*Dataset excerpts*.
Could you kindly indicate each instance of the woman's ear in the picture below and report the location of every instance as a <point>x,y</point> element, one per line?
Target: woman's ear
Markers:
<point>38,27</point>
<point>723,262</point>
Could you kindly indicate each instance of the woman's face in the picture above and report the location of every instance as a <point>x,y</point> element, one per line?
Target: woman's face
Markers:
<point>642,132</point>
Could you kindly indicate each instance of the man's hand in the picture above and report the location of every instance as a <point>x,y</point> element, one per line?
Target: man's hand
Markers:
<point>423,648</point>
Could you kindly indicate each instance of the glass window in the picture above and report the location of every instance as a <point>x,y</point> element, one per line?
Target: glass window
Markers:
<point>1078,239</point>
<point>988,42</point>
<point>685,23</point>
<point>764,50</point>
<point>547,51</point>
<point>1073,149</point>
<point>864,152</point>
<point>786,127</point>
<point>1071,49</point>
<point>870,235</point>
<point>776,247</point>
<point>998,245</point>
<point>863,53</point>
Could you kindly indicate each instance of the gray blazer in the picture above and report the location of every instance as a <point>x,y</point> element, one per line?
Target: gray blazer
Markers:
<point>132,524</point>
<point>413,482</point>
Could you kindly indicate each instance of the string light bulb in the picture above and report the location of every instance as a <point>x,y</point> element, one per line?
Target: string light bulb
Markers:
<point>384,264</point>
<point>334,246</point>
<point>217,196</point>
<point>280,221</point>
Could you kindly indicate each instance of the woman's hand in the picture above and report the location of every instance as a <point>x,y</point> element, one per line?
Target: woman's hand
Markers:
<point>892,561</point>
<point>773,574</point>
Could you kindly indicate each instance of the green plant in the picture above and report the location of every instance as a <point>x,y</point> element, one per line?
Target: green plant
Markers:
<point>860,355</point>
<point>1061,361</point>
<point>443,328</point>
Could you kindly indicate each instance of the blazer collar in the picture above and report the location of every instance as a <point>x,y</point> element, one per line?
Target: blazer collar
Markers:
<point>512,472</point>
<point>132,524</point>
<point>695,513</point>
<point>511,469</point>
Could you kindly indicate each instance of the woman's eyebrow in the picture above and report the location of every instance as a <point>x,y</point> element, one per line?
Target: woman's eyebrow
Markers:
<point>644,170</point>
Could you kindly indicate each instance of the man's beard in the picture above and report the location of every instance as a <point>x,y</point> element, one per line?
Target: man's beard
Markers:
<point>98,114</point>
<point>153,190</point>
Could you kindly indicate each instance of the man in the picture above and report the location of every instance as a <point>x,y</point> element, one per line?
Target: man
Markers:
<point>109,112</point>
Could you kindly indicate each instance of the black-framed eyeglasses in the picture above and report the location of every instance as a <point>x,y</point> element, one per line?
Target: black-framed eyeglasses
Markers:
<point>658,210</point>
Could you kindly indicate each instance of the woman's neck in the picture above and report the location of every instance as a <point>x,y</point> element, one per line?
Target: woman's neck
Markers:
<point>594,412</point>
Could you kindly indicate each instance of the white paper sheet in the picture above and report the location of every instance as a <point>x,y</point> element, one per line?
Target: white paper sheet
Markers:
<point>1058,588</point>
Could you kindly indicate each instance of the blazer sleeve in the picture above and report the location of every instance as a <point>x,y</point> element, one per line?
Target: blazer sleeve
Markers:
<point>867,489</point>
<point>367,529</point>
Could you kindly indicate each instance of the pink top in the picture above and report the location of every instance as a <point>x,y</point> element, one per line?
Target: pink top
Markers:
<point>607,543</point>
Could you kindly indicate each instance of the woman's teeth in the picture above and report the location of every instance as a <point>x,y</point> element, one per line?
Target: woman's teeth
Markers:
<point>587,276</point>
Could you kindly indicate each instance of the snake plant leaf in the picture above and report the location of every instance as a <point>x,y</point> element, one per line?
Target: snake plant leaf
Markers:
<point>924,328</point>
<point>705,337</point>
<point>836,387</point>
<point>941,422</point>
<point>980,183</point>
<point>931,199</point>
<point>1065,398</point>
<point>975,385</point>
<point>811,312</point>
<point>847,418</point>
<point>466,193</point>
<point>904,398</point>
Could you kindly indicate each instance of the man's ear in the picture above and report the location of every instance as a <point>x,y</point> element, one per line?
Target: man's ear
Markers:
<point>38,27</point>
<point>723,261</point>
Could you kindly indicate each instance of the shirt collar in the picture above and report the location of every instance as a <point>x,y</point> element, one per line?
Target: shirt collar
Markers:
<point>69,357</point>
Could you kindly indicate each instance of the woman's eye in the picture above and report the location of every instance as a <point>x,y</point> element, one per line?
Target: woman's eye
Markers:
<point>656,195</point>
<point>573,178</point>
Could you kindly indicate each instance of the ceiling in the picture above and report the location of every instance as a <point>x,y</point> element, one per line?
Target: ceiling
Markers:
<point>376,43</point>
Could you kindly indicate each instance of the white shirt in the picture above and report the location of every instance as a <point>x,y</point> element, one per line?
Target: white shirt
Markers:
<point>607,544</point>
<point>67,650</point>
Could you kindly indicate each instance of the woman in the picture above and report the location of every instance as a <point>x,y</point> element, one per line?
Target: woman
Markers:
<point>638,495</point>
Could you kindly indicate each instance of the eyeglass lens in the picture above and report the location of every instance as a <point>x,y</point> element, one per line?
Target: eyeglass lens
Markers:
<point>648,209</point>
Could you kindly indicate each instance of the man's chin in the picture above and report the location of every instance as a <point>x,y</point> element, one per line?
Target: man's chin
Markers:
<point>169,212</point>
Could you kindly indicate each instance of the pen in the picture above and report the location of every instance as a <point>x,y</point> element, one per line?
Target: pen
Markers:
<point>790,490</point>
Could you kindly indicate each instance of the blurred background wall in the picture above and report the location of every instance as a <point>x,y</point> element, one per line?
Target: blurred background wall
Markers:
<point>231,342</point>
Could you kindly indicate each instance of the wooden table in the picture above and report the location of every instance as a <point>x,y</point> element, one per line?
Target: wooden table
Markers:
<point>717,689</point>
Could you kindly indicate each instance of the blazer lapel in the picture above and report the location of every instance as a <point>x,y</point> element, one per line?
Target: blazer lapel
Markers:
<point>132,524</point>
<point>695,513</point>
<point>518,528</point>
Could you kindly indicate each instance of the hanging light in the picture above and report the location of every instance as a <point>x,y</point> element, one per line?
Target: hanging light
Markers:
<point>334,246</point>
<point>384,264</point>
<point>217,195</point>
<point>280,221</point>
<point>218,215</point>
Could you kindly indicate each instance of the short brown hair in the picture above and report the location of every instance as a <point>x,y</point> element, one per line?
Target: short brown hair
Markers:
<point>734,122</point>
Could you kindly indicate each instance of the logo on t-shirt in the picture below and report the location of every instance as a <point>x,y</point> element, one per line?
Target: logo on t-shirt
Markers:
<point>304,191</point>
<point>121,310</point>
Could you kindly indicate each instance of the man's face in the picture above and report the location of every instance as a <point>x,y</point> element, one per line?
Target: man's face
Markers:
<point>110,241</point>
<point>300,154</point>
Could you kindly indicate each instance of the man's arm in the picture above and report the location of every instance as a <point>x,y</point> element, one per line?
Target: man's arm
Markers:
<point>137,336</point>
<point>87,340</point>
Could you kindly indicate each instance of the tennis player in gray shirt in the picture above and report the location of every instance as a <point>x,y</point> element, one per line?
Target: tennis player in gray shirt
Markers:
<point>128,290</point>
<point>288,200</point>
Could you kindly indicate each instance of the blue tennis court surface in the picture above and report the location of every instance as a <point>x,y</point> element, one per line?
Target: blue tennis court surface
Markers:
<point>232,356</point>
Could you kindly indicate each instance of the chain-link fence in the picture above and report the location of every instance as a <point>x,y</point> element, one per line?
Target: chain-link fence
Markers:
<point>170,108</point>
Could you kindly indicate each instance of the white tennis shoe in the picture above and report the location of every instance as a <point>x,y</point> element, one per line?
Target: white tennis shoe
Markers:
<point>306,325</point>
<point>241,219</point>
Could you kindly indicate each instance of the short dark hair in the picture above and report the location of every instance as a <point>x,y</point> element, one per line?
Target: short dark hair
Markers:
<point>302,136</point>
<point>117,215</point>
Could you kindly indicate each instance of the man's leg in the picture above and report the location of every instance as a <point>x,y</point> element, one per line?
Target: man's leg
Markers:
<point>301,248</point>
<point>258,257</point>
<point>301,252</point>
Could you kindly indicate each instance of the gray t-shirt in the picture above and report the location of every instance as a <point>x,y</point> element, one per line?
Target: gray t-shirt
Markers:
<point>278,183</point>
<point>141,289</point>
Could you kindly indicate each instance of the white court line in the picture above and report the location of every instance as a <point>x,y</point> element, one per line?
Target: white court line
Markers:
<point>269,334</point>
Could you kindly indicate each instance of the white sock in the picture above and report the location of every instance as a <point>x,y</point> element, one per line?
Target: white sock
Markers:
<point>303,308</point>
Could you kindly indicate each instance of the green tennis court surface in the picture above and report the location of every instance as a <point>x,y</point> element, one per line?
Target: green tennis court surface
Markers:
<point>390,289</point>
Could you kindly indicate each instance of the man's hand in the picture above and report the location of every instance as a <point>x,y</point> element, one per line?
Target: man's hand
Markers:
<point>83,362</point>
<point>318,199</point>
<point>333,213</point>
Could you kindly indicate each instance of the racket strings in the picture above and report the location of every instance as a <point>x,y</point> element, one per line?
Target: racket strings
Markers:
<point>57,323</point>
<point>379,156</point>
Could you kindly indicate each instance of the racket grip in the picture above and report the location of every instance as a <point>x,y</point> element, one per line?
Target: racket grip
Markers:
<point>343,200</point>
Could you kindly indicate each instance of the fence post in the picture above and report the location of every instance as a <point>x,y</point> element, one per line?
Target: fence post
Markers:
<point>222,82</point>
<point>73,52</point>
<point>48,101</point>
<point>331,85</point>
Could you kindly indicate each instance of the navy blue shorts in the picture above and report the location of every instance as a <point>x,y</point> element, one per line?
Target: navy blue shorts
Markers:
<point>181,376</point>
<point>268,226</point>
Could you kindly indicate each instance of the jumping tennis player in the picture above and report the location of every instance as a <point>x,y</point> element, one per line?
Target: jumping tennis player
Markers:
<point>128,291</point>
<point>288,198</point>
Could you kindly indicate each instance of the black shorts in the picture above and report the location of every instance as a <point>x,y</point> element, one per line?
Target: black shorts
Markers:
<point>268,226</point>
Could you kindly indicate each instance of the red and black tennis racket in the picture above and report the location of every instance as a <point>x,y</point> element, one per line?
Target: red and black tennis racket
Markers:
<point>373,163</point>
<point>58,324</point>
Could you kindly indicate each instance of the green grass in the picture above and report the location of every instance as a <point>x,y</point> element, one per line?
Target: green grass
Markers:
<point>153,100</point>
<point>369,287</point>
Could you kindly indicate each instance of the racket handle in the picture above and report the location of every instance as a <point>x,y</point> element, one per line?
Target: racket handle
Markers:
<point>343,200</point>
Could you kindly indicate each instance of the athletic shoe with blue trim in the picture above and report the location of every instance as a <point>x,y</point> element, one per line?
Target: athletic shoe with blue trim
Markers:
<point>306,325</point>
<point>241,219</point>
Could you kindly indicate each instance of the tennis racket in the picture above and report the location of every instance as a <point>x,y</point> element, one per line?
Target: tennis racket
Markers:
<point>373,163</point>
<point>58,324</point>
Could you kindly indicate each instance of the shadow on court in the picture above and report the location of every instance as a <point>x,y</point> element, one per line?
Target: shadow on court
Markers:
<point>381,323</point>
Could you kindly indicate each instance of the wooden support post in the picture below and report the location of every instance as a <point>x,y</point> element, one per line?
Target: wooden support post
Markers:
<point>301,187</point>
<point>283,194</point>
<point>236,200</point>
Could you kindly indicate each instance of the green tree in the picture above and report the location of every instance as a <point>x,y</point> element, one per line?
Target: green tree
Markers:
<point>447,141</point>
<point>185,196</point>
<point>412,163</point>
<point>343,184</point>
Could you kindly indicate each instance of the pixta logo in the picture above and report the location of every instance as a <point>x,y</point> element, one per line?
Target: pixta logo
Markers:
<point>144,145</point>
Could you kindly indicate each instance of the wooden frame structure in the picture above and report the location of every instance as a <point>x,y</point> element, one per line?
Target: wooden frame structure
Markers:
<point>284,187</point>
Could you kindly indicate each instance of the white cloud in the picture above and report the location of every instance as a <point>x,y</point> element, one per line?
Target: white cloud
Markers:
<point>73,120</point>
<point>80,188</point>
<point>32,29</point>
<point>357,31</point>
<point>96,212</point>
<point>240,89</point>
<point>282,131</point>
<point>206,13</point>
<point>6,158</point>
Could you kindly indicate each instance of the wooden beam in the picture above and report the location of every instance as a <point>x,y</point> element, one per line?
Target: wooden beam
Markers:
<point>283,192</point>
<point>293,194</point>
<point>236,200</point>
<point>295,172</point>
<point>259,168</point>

*Written exercise*. Render the data from its first line through the line containing "<point>723,262</point>", both ends included, as a Markdown table with the columns Row and Data line. Number each row and omit any blank lines.

*Response below*.
| Row | Data line |
|---|---|
| 1 | Could you kindly indicate each instance of the woman's ear in the picture below and report the location of every instance as a <point>x,y</point> element, one per line? |
| 2 | Target: woman's ear |
| 3 | Markers: |
| 4 | <point>38,27</point> |
| 5 | <point>723,262</point> |